OBJECTIVES
a) Do the following statements agree with the forum thread on the word "prodigal"? Answer yes or no for each, and quote the words of the thread that decide it.
(i) pob14 already knew that the word "prodigal" itself meant "wasteful."
(ii) owlman5 searched the Time Magazine Corpus for the years 1980-2000.
(iii) The dictionaries owlman5 checked had already settled on a standard definition for the sense of someone who strayed and then returned.
b) Carry on the forum thread about the word "prodigal" from its last post, writing the next part in the same style.

Do others hear this more these days, or am I just overly sensitive?


----------



## pob14

I have _only_ ever used "prodigal son" to mean someone who left (generally intending not to return) and came back.  I had no idea the word itself meant "wasteful."


----------



## JulianStuart

Thanks for that - the transition is not just a rare event if a response within 8 minutes on this forum confirms its existence


----------



## Myridon

Actually, I thought that was what it meant until sometime last year.  I think it was another thread on this forum that caused me to look it up.
Most Bible translations that don't call him the prodigal son call him the lost son and I haven't seen one that has "the wasteful son". I suppose they use "lost" for symmetry because Luke 15 contains the parables of the lost sheep, the lost coin, and the X son.


----------



## owlman5

I think you're onto something, Julian.  Searching through TMC* from 1980-2000,  I found these examples:

In the " technical " events -- slalom and giant slalom -- Kristina Koznick, the *prodigal* child of the women's team, is returning home in great form. 
But like Adam Carrington on Dynasty, Star went *prodigal*. He struck out on his own, becoming a critical hit with Sex and...
Can *prodigal* corporate founders go home again? In the volatile tech industry, necessity sometimes heals...
It was not a reunion of The Group that brought the *prodigal*  daughter back from Paris to her alma mater, but an invitation to  celebrate her 70th birthday by being Vassar's first " Distinguished  Visitor. "

In this collection, "prodigal" seems to be used fairly often to describe people who have left something and then returned or who have been invited to return.  The dictionaries I checked had not yet come up with a standard definition for this sort of thing.  They all offer "wasteful" or "lavish" in their definitions for the word.  Writers seem to be borrowing the "strayed and then returned" idea directly from the biblical story.

*Time Magazine Corpus


----------



## Myridon

The Word Reference dictionary has:
"noun - a prodigal person. - (also prodigal son or daughter) a person who leaves home to lead a prodigal life but returns repentant"

SUPPLIED MATERIAL

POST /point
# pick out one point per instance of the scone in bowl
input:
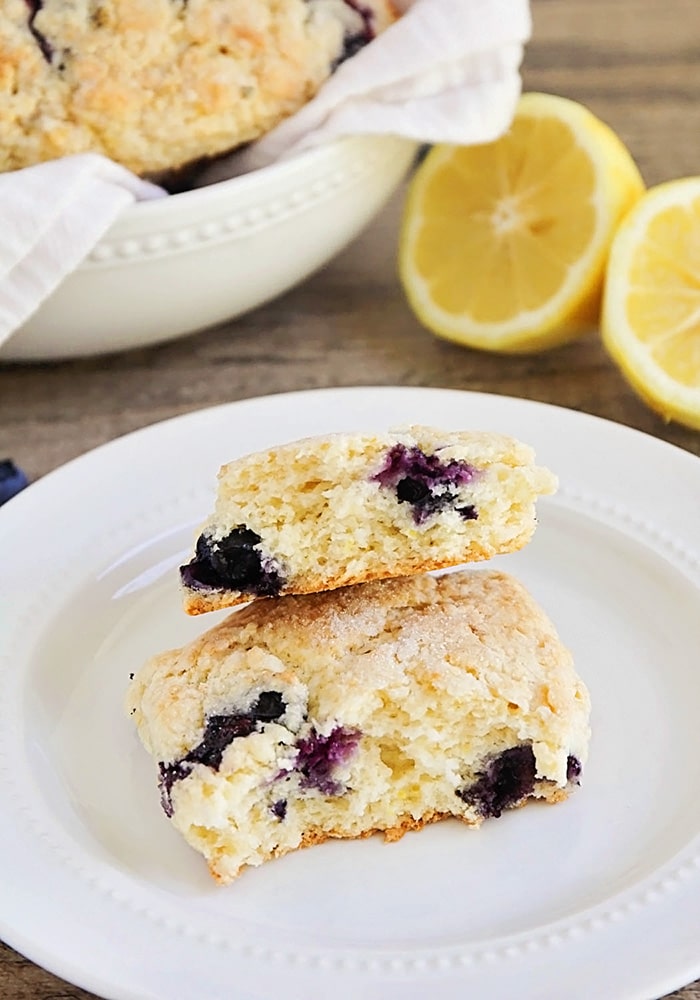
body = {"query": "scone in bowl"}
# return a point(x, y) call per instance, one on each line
point(171, 266)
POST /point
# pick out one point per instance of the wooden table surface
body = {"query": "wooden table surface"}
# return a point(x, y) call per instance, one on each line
point(636, 63)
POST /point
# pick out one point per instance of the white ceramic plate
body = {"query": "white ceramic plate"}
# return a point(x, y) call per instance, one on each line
point(599, 896)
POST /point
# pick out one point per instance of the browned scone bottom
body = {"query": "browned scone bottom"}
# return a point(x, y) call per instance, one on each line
point(375, 708)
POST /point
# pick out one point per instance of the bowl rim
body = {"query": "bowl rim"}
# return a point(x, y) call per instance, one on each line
point(257, 178)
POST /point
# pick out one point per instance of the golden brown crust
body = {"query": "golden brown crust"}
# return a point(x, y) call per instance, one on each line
point(199, 604)
point(156, 85)
point(544, 790)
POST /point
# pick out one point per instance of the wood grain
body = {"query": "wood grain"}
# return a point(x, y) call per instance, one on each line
point(634, 62)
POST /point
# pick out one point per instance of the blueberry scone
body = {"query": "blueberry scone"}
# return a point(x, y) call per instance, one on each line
point(331, 511)
point(156, 85)
point(379, 707)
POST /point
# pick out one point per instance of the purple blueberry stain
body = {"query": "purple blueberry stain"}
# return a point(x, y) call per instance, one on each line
point(234, 562)
point(12, 480)
point(573, 770)
point(356, 40)
point(279, 809)
point(318, 756)
point(425, 482)
point(219, 733)
point(505, 780)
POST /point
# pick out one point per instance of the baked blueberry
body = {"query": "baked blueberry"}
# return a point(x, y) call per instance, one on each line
point(506, 780)
point(425, 482)
point(318, 756)
point(219, 732)
point(12, 480)
point(235, 561)
point(573, 769)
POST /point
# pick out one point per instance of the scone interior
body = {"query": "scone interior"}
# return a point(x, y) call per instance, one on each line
point(347, 508)
point(379, 707)
point(157, 84)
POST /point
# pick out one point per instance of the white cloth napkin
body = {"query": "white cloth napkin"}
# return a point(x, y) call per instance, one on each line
point(52, 216)
point(446, 71)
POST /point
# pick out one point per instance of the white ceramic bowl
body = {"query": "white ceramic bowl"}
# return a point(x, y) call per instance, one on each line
point(172, 266)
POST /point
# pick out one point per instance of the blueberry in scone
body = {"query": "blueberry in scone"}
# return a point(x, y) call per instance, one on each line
point(157, 85)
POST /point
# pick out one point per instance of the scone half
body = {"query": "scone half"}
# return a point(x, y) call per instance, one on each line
point(342, 509)
point(378, 707)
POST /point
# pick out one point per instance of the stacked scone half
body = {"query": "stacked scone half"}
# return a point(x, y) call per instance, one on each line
point(358, 690)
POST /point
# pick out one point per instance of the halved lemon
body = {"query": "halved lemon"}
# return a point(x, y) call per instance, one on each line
point(503, 246)
point(651, 306)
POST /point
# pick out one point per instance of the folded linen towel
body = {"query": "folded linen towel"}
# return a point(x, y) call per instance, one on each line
point(446, 71)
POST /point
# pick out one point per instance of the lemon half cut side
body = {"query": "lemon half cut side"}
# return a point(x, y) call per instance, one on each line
point(503, 245)
point(651, 306)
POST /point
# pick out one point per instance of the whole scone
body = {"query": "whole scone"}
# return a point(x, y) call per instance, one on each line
point(157, 85)
point(379, 707)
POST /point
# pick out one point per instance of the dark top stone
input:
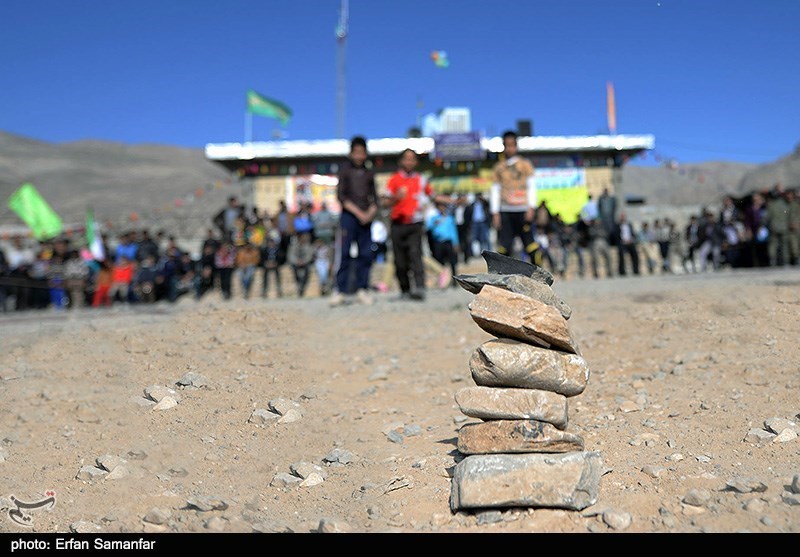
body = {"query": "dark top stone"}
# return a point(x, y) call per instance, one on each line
point(504, 265)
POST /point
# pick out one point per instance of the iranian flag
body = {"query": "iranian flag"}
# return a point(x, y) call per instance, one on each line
point(94, 240)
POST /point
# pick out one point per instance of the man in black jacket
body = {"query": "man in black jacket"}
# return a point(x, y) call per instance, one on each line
point(359, 199)
point(625, 237)
point(476, 215)
point(225, 220)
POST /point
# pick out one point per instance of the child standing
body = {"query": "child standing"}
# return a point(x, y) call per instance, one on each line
point(102, 285)
point(121, 279)
point(407, 194)
point(271, 261)
point(444, 237)
point(301, 256)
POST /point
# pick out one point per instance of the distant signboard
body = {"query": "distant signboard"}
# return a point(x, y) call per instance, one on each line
point(458, 146)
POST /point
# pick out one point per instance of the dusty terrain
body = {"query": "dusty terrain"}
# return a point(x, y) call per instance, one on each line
point(682, 369)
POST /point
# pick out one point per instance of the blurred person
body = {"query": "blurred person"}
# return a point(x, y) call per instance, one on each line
point(662, 230)
point(37, 275)
point(4, 280)
point(793, 234)
point(581, 243)
point(126, 248)
point(542, 238)
point(167, 274)
point(379, 235)
point(272, 258)
point(542, 217)
point(56, 276)
point(599, 248)
point(777, 222)
point(407, 196)
point(568, 240)
point(76, 276)
point(206, 273)
point(300, 257)
point(648, 246)
point(692, 238)
point(463, 227)
point(358, 197)
point(513, 201)
point(225, 219)
point(710, 240)
point(733, 234)
point(625, 240)
point(302, 221)
point(102, 284)
point(284, 224)
point(757, 231)
point(225, 263)
point(121, 279)
point(322, 265)
point(147, 247)
point(678, 248)
point(477, 214)
point(324, 224)
point(144, 281)
point(20, 258)
point(607, 213)
point(187, 274)
point(590, 211)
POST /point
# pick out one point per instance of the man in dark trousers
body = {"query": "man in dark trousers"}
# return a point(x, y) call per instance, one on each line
point(607, 211)
point(358, 197)
point(625, 237)
point(477, 215)
point(513, 201)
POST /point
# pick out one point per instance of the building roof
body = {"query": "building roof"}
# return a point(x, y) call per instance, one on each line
point(326, 148)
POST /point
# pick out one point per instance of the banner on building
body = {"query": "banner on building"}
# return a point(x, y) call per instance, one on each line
point(563, 190)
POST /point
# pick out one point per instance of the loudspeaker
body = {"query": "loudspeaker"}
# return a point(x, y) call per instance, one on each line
point(524, 128)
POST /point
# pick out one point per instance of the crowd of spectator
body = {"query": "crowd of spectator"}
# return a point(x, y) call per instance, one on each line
point(254, 253)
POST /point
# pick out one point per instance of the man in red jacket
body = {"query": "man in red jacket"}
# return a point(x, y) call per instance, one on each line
point(407, 195)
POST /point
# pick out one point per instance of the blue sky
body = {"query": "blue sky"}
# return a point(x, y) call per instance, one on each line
point(710, 79)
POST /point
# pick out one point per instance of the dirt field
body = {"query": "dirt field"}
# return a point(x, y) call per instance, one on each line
point(687, 375)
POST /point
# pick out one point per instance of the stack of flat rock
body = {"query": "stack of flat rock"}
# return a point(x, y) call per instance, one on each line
point(520, 454)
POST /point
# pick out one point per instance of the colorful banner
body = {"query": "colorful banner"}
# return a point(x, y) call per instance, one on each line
point(563, 190)
point(315, 189)
point(611, 108)
point(270, 108)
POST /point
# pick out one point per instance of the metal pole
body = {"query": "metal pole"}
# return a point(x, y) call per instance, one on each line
point(341, 93)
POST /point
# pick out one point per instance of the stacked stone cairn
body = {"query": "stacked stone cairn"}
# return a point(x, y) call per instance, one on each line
point(520, 454)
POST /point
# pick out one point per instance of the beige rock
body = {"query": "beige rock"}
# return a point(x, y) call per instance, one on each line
point(516, 436)
point(509, 315)
point(511, 363)
point(490, 403)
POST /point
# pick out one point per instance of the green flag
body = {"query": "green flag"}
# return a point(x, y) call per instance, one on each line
point(34, 211)
point(263, 106)
point(93, 238)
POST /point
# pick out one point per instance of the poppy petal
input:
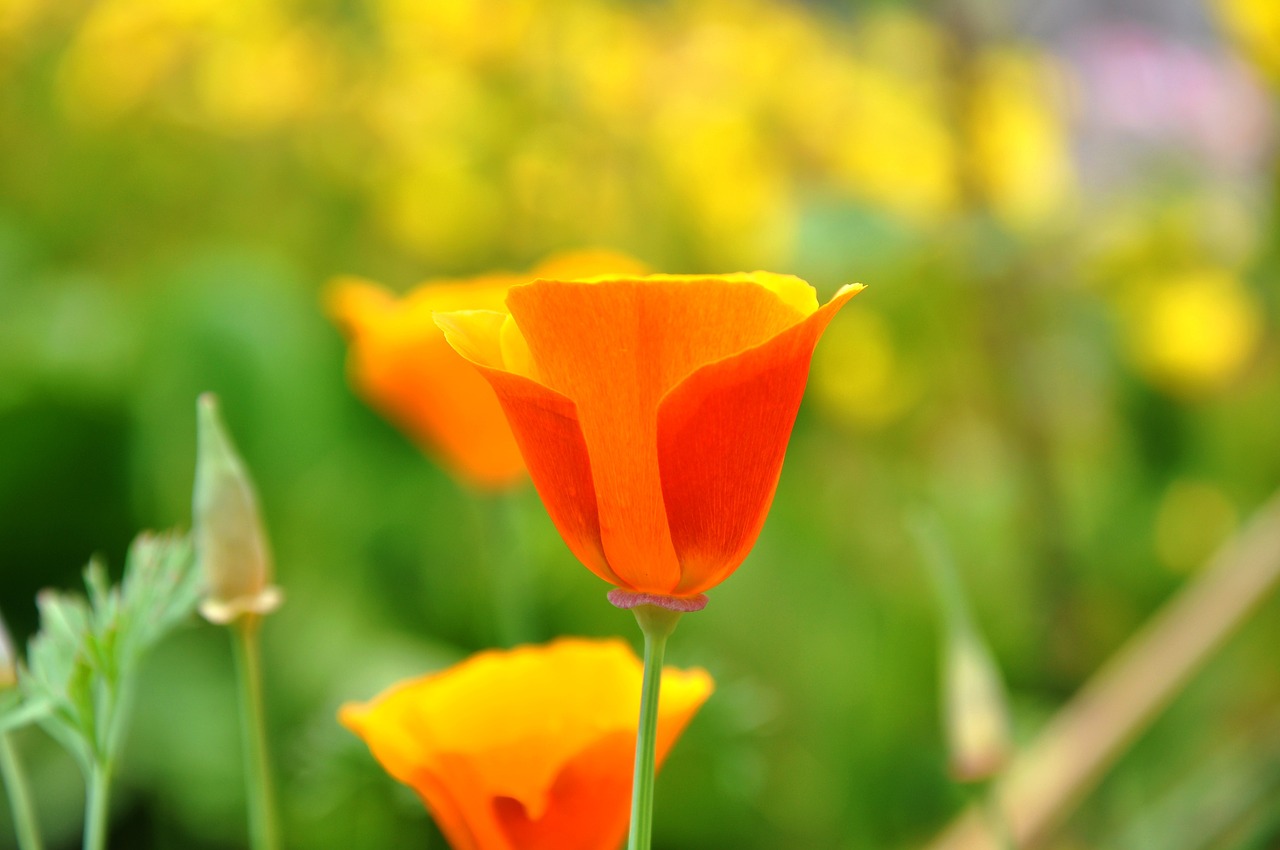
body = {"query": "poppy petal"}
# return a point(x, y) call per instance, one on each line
point(645, 336)
point(722, 434)
point(402, 365)
point(547, 430)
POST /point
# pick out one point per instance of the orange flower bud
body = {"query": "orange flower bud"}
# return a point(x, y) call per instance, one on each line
point(653, 412)
point(525, 749)
point(231, 542)
point(403, 368)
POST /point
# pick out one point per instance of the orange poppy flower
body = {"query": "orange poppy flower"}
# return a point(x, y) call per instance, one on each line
point(653, 412)
point(525, 749)
point(403, 368)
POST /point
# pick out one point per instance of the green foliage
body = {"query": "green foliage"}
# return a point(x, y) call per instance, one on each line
point(83, 659)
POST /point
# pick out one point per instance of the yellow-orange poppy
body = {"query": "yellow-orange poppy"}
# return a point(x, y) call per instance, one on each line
point(525, 749)
point(403, 368)
point(653, 412)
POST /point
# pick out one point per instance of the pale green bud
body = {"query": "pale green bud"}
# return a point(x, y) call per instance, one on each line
point(8, 659)
point(231, 542)
point(977, 713)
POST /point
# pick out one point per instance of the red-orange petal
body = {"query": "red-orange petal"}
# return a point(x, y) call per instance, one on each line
point(616, 347)
point(548, 433)
point(722, 434)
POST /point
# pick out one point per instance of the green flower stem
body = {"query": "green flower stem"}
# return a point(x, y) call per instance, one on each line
point(993, 810)
point(19, 796)
point(264, 827)
point(97, 808)
point(657, 624)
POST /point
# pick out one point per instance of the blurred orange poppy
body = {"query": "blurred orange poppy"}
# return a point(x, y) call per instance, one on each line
point(525, 749)
point(653, 412)
point(402, 366)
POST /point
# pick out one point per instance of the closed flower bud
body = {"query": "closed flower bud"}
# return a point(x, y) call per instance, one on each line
point(231, 542)
point(8, 662)
point(977, 716)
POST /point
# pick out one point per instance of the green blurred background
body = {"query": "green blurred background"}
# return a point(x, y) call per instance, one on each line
point(1065, 214)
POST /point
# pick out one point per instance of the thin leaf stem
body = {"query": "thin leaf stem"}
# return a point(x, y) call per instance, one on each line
point(24, 823)
point(264, 827)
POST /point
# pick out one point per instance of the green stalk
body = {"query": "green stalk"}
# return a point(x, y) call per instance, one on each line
point(19, 798)
point(264, 827)
point(657, 624)
point(97, 808)
point(997, 822)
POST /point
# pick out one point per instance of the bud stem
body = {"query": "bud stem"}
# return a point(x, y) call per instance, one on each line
point(97, 807)
point(657, 624)
point(19, 798)
point(264, 827)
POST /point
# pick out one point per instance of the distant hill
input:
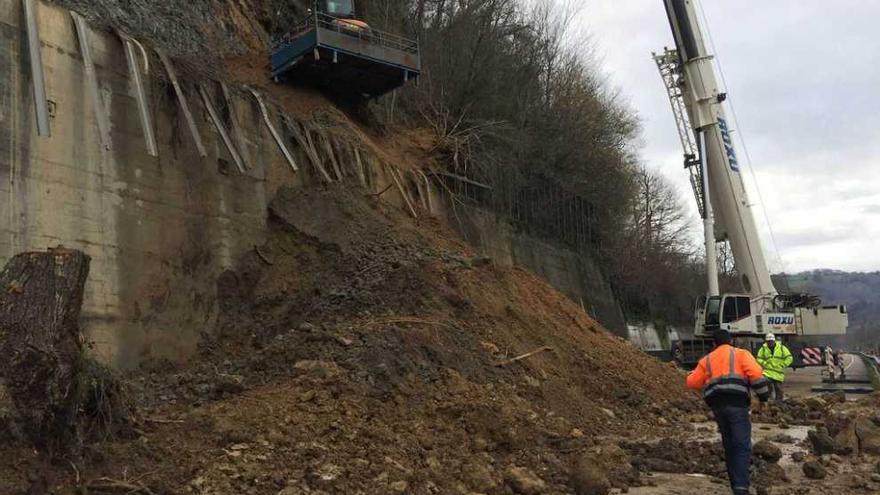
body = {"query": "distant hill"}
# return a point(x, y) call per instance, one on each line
point(859, 291)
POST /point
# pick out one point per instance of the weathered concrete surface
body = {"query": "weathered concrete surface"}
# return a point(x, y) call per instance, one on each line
point(159, 230)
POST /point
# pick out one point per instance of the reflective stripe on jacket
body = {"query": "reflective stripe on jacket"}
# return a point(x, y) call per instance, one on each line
point(774, 362)
point(730, 371)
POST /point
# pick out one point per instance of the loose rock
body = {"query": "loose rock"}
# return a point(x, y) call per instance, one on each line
point(814, 470)
point(588, 479)
point(767, 451)
point(821, 441)
point(522, 480)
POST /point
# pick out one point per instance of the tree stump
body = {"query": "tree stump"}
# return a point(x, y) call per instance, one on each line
point(41, 351)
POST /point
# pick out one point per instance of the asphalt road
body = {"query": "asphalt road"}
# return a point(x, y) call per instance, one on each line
point(799, 383)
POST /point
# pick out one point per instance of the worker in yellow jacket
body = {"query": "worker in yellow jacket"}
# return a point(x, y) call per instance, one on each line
point(774, 357)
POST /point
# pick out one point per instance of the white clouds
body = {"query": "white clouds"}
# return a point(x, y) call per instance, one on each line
point(804, 81)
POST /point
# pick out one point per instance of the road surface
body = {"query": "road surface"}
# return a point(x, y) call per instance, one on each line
point(800, 383)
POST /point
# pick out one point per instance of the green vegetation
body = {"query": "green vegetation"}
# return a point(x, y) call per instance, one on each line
point(517, 101)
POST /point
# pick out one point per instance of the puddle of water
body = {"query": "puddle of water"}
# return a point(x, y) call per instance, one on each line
point(761, 431)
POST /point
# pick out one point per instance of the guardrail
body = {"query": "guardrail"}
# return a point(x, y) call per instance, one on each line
point(342, 26)
point(872, 363)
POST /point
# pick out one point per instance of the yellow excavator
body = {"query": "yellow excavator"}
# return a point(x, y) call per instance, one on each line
point(342, 55)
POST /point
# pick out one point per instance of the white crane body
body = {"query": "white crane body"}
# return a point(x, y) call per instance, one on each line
point(710, 155)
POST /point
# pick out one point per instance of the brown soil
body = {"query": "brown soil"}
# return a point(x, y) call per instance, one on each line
point(366, 358)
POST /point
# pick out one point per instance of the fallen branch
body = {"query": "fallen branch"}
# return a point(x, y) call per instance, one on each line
point(391, 321)
point(162, 421)
point(403, 193)
point(524, 356)
point(111, 485)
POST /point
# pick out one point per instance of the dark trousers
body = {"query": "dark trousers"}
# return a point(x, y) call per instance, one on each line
point(736, 436)
point(776, 389)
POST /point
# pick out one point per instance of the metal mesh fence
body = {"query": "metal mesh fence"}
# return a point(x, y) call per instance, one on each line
point(533, 203)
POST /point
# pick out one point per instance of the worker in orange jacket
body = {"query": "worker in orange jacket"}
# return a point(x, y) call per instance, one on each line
point(725, 377)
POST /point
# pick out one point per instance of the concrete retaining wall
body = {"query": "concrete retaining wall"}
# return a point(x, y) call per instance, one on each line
point(159, 230)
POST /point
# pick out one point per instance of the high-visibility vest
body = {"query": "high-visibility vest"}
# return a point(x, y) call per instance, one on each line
point(774, 362)
point(728, 370)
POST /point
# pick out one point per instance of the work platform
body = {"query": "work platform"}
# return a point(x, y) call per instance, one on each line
point(344, 58)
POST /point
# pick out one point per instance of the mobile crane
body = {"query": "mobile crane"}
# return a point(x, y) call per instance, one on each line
point(710, 157)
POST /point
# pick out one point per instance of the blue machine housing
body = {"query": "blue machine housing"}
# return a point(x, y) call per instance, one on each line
point(345, 59)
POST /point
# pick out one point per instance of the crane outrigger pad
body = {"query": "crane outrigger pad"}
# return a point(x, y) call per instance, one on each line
point(344, 58)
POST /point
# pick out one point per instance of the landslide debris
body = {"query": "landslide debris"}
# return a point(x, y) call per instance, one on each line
point(358, 352)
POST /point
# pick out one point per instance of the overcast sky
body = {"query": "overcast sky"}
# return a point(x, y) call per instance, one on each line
point(805, 83)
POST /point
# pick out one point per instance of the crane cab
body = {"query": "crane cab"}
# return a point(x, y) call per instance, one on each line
point(731, 312)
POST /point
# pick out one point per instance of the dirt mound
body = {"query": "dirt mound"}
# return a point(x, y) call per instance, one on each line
point(358, 352)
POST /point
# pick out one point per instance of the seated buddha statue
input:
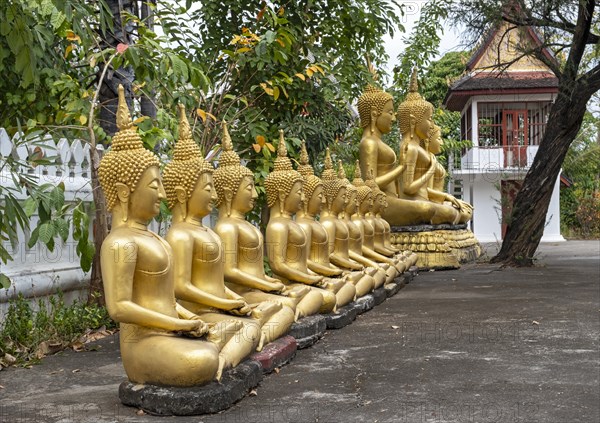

EXPECTED OUTPUTS
a)
(i) No: "I had no idea the word itself meant"
(ii) Yes: "Searching through TMC* from 1980-2000"
(iii) No: "The dictionaries I checked had not yet come up with a standard definition for this sort of thing."

b)
(I love definitions that contain the word that they are trying to define.  )


----------



## Fabulist

I had no idea that people were using it to mean "going away and coming back."  I only have known it to mean "sinfully wasteful."  If people were going to shift the meaning by making unwarranted assumptions (see "disinterested"), I would expect them to use it to mean either "prodigious" or "related to being a prodigy."


----------



## JulianStuart

Myridon said:


> The Word Reference dictionary has:
> "noun - a prodigal person. - (also prodigal son or daughter) a person who leaves home to lead a prodigal life *but returns repentant*"
> (I love definitions that contain the word that they are trying to define.  )



Thanks - I had not noticed that this sense was in the local resource.  I knew of the sinful/wasteful part and assumed that the noun was simply someone with that characteristic.  The addition of "*but returns* repentant (or is it broke?)" in the definition here acknowledges the transition in meaning I asked about.


----------



## JulianStuart

Follow-up 8+ years later...

Malcolm Bright is an FBI agent (or brilliant psychologist, depending on the reviews), not a son who has left home, wasted his money and returned home.  He starts to work with his father after many years of "estrangement".  I predict the "returning home" meaning will now completely take over the dictionary entries to reflect "common usage" after "The Prodigal Son" has finished airing on Fox 


> As Bright slips into the mind of this serial killer, he finds himself dealing with the repercussions of seeing his father for the first time in years.


----------



## Roxxxannne

'Prodigal' comes from a Latin word that means wasteful.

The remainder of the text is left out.